→ **Dataset entries**:
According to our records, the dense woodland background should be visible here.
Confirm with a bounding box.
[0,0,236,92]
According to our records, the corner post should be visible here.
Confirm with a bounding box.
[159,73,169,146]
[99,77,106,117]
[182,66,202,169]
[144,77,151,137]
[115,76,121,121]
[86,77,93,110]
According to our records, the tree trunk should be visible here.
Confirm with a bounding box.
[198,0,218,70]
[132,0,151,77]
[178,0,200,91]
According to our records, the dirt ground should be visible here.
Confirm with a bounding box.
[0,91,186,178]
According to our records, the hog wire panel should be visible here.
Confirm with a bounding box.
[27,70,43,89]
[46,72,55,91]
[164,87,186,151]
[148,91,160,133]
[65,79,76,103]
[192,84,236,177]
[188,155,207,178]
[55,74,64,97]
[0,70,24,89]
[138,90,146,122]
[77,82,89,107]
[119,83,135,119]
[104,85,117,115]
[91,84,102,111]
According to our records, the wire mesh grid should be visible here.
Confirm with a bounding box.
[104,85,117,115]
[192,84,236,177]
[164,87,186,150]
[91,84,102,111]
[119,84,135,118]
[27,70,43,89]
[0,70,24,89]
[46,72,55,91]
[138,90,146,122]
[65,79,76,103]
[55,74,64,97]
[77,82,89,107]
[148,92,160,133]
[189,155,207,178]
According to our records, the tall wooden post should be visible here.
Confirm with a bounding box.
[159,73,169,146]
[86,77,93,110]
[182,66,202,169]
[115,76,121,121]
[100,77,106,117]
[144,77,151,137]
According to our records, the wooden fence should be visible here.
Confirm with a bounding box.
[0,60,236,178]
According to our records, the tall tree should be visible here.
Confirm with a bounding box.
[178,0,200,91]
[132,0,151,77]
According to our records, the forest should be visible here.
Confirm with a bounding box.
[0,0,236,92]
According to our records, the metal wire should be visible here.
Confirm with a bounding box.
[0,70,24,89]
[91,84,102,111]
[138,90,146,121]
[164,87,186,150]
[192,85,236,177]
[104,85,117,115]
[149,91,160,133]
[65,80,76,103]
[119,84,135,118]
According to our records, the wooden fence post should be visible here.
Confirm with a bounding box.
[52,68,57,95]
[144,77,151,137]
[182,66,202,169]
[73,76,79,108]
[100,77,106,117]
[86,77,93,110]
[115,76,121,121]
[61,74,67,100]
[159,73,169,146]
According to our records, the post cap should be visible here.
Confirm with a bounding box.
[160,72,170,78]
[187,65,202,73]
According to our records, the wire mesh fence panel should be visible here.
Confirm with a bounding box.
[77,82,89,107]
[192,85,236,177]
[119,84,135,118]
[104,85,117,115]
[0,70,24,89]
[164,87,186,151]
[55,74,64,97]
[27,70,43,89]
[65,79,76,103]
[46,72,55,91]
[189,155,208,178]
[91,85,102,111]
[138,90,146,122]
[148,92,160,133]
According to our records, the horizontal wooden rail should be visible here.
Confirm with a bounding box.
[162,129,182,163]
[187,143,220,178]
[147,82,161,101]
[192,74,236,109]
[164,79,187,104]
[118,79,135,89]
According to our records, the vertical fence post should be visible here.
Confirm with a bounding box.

→ **The task**: Please format every line of the records above as a JSON list of strings, one string per line, leaving out blank lines.

→ **Exercise output**:
[
  "According to our records, the dense woodland background should be visible here.",
  "Confirm with a bounding box.",
  "[0,0,236,92]",
  "According to our records, the corner post should be visible here.",
  "Confirm with a bounding box.",
  "[159,73,169,146]",
  "[99,77,106,117]",
  "[182,66,202,169]",
  "[144,77,151,137]",
  "[115,76,121,121]",
  "[86,77,93,110]",
  "According to our records, the tree trunk should be visible here.",
  "Confirm with a bounding box.",
  "[198,0,218,70]",
  "[132,0,151,77]",
  "[178,0,200,91]",
  "According to our records, the dirt ground should be visible here.",
  "Confirm with a bounding box.",
  "[0,91,186,178]",
  "According to our records, the hog wire panel should be visible here.",
  "Confirm with a bounding box.",
  "[27,70,43,89]",
  "[46,72,55,91]",
  "[164,87,186,151]",
  "[148,91,160,133]",
  "[65,79,76,103]",
  "[192,84,236,177]",
  "[188,155,207,178]",
  "[55,74,64,97]",
  "[0,70,24,89]",
  "[138,90,146,122]",
  "[77,82,89,107]",
  "[119,83,135,119]",
  "[104,85,117,115]",
  "[91,84,102,111]",
  "According to our records, the wire mesh grid should be visible here.",
  "Confirm with a bounding box.",
  "[104,85,117,115]",
  "[192,84,236,177]",
  "[164,87,186,150]",
  "[91,84,102,111]",
  "[119,84,135,118]",
  "[27,70,43,89]",
  "[0,70,24,89]",
  "[46,72,55,91]",
  "[138,90,146,122]",
  "[65,79,76,103]",
  "[55,74,64,97]",
  "[77,82,89,107]",
  "[148,92,160,133]",
  "[189,155,207,178]",
  "According to our records, the tall wooden post should be visible here.",
  "Confirm with a bounding box.",
  "[159,73,169,146]",
  "[86,77,93,110]",
  "[182,66,202,169]",
  "[115,76,121,121]",
  "[100,77,106,117]",
  "[144,77,151,137]",
  "According to our records, the wooden fence should be visible here.",
  "Confirm with a bounding box.",
  "[0,60,236,178]",
  "According to our records, the tall tree should be visible here.",
  "Confirm with a bounding box.",
  "[178,0,200,91]",
  "[132,0,151,77]",
  "According to our records, the forest should be visible here.",
  "Confirm with a bounding box.",
  "[0,0,236,92]",
  "According to our records, the metal wire should be visible here.",
  "Confirm with a bounding box.",
  "[0,70,24,89]",
  "[91,84,102,111]",
  "[138,90,146,121]",
  "[164,87,186,150]",
  "[192,85,236,177]",
  "[104,85,117,115]",
  "[149,91,160,133]",
  "[65,80,76,103]",
  "[119,84,135,118]",
  "According to our records, the wooden fence post should be visible here.",
  "Confirm with a bounding box.",
  "[52,68,57,95]",
  "[144,77,151,137]",
  "[182,66,202,169]",
  "[73,76,79,108]",
  "[100,77,106,117]",
  "[86,77,93,110]",
  "[115,76,121,121]",
  "[61,74,67,100]",
  "[159,73,169,146]",
  "According to our records, the post cap should be visible here.",
  "Confirm with a bounding box.",
  "[160,72,170,78]",
  "[187,65,202,73]",
  "According to our records, the wire mesh fence panel should be visible here.",
  "Confirm with a bounding box.",
  "[77,82,89,107]",
  "[192,85,236,177]",
  "[119,84,135,118]",
  "[104,85,117,115]",
  "[0,70,24,89]",
  "[164,87,186,151]",
  "[55,74,64,97]",
  "[27,70,43,89]",
  "[65,79,76,103]",
  "[46,72,55,91]",
  "[189,155,208,178]",
  "[91,85,102,111]",
  "[138,90,146,122]",
  "[148,92,160,133]",
  "According to our records, the horizontal wooden rail should be visible here.",
  "Confirm with a bounding box.",
  "[162,129,182,163]",
  "[187,143,220,178]",
  "[147,82,161,101]",
  "[192,74,236,109]",
  "[164,79,187,104]",
  "[118,79,135,89]",
  "According to our records, the vertical fence post should be visible here.",
  "Confirm with a bounding box."
]